(What the task requires) All of the records should be restated word for word.

[Records drawn from a dataset]
_ _ _
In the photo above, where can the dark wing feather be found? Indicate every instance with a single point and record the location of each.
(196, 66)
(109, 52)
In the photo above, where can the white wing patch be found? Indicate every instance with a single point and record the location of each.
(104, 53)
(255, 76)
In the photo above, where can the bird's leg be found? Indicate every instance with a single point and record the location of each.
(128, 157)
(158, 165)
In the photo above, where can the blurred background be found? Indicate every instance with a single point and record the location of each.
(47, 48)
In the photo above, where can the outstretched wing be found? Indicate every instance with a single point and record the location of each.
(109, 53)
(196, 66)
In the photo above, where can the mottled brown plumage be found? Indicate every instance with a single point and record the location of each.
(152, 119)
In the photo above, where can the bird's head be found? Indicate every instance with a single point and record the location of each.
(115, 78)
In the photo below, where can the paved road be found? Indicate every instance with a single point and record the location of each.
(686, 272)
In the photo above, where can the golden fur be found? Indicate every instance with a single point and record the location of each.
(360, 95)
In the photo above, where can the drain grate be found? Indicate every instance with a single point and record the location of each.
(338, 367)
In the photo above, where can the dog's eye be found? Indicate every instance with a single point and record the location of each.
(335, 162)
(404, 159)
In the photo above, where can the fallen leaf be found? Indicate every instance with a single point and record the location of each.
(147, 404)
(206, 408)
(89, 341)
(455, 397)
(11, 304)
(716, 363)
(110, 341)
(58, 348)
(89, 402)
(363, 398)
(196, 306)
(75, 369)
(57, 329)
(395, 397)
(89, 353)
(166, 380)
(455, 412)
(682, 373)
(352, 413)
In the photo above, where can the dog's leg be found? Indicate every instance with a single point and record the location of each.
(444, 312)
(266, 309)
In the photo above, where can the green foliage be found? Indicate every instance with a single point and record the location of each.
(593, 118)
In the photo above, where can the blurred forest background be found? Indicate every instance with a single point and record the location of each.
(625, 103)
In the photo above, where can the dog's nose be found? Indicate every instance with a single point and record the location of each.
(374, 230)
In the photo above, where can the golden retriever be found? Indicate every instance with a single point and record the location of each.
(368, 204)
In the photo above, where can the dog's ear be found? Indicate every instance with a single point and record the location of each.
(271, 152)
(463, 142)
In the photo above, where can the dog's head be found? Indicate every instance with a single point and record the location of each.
_ _ _
(Task result)
In the photo above, where can the dark wing feather be found? Indicate every instance with a single point and record the location of each.
(196, 66)
(109, 52)
In the photo above, where can the white wing patch be found? Indicate every instance with a single point and record the location of each.
(104, 53)
(255, 76)
In the photo above, where can the bird's leg be found? Indicate every instance with a single point and record the location of each.
(128, 157)
(158, 165)
In the photo above, where can the blurred background be found? Indicate every instance with a single point and record the location of each.
(47, 48)
In the photo above, where can the outstretched wing be found? Indicate every instance with a single point and record the location of each.
(109, 53)
(196, 66)
In the photo above, where can the mottled brown plumage be found? Indicate every instance with a single point and record the location of each.
(152, 119)
In the photo above, where can the bird's head be found? Indicate every instance with a single point and record the location of each.
(115, 78)
In the photo below, where can the paved road be found? Indicate every instance with a single point and record the location of each.
(686, 272)
In the photo above, where can the golden fur be found? Indicate every instance with a single point and record the location of each.
(360, 95)
In the photo above, where can the drain grate be found? Indicate every instance with a single point and record the location of each.
(338, 367)
In the photo above, where can the dog's eye be found? Indicate every instance with a single point and record the location of each.
(335, 162)
(404, 159)
In the photo above, where can the fallen leaf be found? Indicate every instance with a single point and record the location of each.
(147, 404)
(206, 408)
(89, 341)
(455, 397)
(11, 304)
(716, 363)
(110, 341)
(58, 348)
(89, 402)
(363, 398)
(196, 306)
(75, 369)
(57, 329)
(395, 397)
(89, 353)
(166, 380)
(455, 412)
(682, 373)
(352, 413)
In the photo above, where can the dog's leg be found? Indicate every instance with a single point and record the location of each.
(444, 312)
(266, 309)
In the photo above, where can the green foliage be found? Indicate every instance with a single point and record the location of each.
(593, 118)
In the photo above, where can the blurred forest background be found? Indicate every instance with a single point and record the location of each.
(625, 103)
In the photo above, where can the dog's nose be found? Indicate every instance with a single point and record the location of each.
(374, 230)
In the photo above, where can the golden retriever be found? Indicate every instance with a single point and record the location of each.
(368, 204)
In the photo above, where can the dog's ear be found? Indicate every instance with a single point and record the location of each.
(271, 152)
(463, 142)
In the photo above, where can the dog's head be found? Indicate every instance with a single point and record the location of each.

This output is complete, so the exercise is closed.